本文抜粋:

====

ゴルフテックの調査結果では、プロの上半身の傾きは平均36度で、アマの上半身の傾きは平均29.6度でした。その差6.4度。プロはアマチュアに比べて、縦に肩を回しているということす。
起き上がる理由
地面の上にあるボールを打つため、クラブヘッドを上から叩きつけるようなインパクトのイメージを持つと、バックスイングではクラブを持ち上げる(担ぎ上げる)ような動きなり、起き上がりやすくなります。
また、クラブの特徴の影響も考えられます。ゴルフクラブのヘッドは重たいです。よって、バックスイングでクラブヘッドは下がろうとします。クラブヘッドが下がろうとするということは、グリップは上がろうとします。グリップが上がろうとするということは、手元が浮きます。その手元に体がつられると起き上がってしまいます。
起き上がりを防ぐ方法
体幹の側屈(体の左側が縮んで右側が伸びる)動きを意識し、グリップエンドの浮き上がりを抑えながら(グリップエンドを下げるつもりで)、テークバックすると良いでしょう。過度なダウンブローインパクトのイメージは持たない方が良いでしょう。
インパクト時の腰部の回転
プロとアマの比較
胸の回転よりも腰の回転が先行し、腰が開いた状態でインパクトしているプロに対して、多くのアマチュアはダウンスイング中の腰の回転が不足し、プロに比べて腰が閉じた状態でインパクトしています。

====

一覧:
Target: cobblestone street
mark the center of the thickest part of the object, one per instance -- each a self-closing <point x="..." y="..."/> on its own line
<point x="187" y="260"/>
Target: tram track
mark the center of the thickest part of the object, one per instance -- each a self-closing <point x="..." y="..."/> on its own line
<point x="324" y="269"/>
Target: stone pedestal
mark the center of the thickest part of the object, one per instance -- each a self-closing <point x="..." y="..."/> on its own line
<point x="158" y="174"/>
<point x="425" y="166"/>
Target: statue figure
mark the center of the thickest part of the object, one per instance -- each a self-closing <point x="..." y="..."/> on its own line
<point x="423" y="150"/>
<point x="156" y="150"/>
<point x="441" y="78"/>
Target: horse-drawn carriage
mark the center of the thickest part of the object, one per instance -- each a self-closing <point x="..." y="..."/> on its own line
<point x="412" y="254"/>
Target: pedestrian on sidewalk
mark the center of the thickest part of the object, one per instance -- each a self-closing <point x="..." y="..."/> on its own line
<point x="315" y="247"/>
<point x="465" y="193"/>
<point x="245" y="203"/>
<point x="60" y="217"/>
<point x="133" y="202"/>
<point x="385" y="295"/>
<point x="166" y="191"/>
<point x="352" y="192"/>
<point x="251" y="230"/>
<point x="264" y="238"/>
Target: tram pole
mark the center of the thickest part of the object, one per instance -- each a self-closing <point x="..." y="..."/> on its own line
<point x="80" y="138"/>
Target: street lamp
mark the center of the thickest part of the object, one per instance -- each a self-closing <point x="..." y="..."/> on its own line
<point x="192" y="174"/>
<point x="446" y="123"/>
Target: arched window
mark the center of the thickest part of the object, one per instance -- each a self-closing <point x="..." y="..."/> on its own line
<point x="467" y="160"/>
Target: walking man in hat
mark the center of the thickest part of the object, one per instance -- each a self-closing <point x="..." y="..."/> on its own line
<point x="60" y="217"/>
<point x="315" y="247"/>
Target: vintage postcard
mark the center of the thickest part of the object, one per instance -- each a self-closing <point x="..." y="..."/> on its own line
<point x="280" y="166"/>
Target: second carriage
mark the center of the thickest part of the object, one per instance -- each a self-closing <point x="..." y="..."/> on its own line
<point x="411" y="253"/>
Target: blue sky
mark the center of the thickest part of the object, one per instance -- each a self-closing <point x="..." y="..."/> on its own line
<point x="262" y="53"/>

====

課題の指示:
**a)** 一覧の中で「Target: blue sky」を含む行から一覧の末尾までを、一字一句変えずに出力してください。
**b)** ゴルフスイングについての本文抜粋を、最後の文の後から書き進めてください。

課題別の解答:
**a)**
Target: blue sky
mark the center of the thickest part of the object, one per instance -- each a self-closing <point x="..." y="..."/> on its own line
<point x="262" y="53"/>

**b)**
ゴルフテックの調査は、プロはインパクト時、腰が平均36度開いているのに対して、アマチュアの腰の開きは平均19.5度。アマチュアはプロの約半分の角度しか腰が開いていない、となっています。
プロは、腰の回転に導かれるように手元が腰から遅れてインパクトしますが、アマチュアは腕に頼ってボールを飛ばそうとしすることで、手元が腰の回転に追いついた状態でインパクトしています。
腰が回らない理由
前足への圧が不足すると、腰は左(右打ちの場合)に回りにくくなります。前足の踏み圧(縦の力)が腰の左回転につながります。腰を横に回そうとするだけでは、イメージ通りの回転になりにくいです。
スイングはつながっているので、インパクトの問題はインパクトだけの問題ではありません。バックスイングでのスウェイも、腰が回らない理由になり得ます。
腰の回転不足を防ぐ方法
プロは、腰が左に鋭く回るだけでなく、切り返しではスクワットするように小さくしゃがむようなアクションが入ります。これが、前足の踏み圧を大きくなっていることの表れです。‟前足の縦出力からの腰の左回転”の意識を高めていきましょう。
横に回すだけでは、効率良いクラブヘッドの加速にはつながりにくいです。前足の踏み圧を強め、前足がやや伸び、体幹の左側が伸びる、このようなイメージを膨らませていけると、腰の回転がよりスムーズになっていくでしょう。
インパクト時の腰のスライド
プロとアマの比較
プロは、後ろ足よりも前足に体重がかかっている状態でインパクトを迎えていますが、アマは後ろ足の方に多く体重がかかっている状態でインパクトを迎えています。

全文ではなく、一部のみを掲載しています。